• [EXERCISE OBJECTIVE]:
Take the material below and restate it word for word, stopping after the line in which "house using the picture above." occurs.

• [DATA EXCERPTS]:
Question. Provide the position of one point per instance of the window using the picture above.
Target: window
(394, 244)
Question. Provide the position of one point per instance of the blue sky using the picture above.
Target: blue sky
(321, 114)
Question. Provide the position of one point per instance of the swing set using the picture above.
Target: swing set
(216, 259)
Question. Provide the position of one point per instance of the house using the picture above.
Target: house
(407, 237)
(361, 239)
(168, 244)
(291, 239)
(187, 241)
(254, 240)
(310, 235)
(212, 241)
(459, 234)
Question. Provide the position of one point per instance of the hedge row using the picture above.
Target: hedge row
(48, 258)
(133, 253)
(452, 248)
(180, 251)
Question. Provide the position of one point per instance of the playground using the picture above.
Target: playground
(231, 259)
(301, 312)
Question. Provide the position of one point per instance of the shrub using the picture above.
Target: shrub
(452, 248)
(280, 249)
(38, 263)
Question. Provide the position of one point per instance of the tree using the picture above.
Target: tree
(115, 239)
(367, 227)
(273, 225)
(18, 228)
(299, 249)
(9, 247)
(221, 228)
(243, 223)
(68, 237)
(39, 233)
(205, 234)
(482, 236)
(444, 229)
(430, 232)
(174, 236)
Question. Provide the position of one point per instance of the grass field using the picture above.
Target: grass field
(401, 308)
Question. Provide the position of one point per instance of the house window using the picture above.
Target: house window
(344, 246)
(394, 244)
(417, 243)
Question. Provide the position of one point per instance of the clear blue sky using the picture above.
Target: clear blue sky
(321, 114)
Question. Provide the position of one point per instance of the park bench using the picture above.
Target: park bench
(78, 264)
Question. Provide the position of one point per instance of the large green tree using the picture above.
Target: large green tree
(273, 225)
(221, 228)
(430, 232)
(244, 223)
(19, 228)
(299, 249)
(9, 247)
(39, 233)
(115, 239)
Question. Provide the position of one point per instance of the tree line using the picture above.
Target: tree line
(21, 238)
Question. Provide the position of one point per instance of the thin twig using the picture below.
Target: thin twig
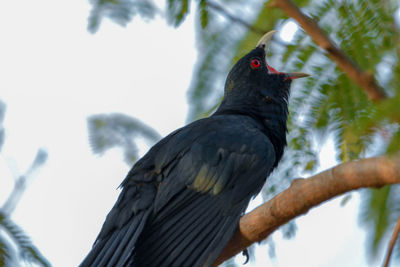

• [RESPONSE TO THIS TASK]:
Question. Provide the position of one point per instance of the window using the picture above.
Target: window
(394, 244)
Question. Provide the position of one point per instance of the blue sky using the picture above.
Target: blue sky
(321, 114)
Question. Provide the position of one point per instance of the swing set using the picture above.
Target: swing set
(216, 259)
Question. Provide the position of one point per instance of the house using the picture above.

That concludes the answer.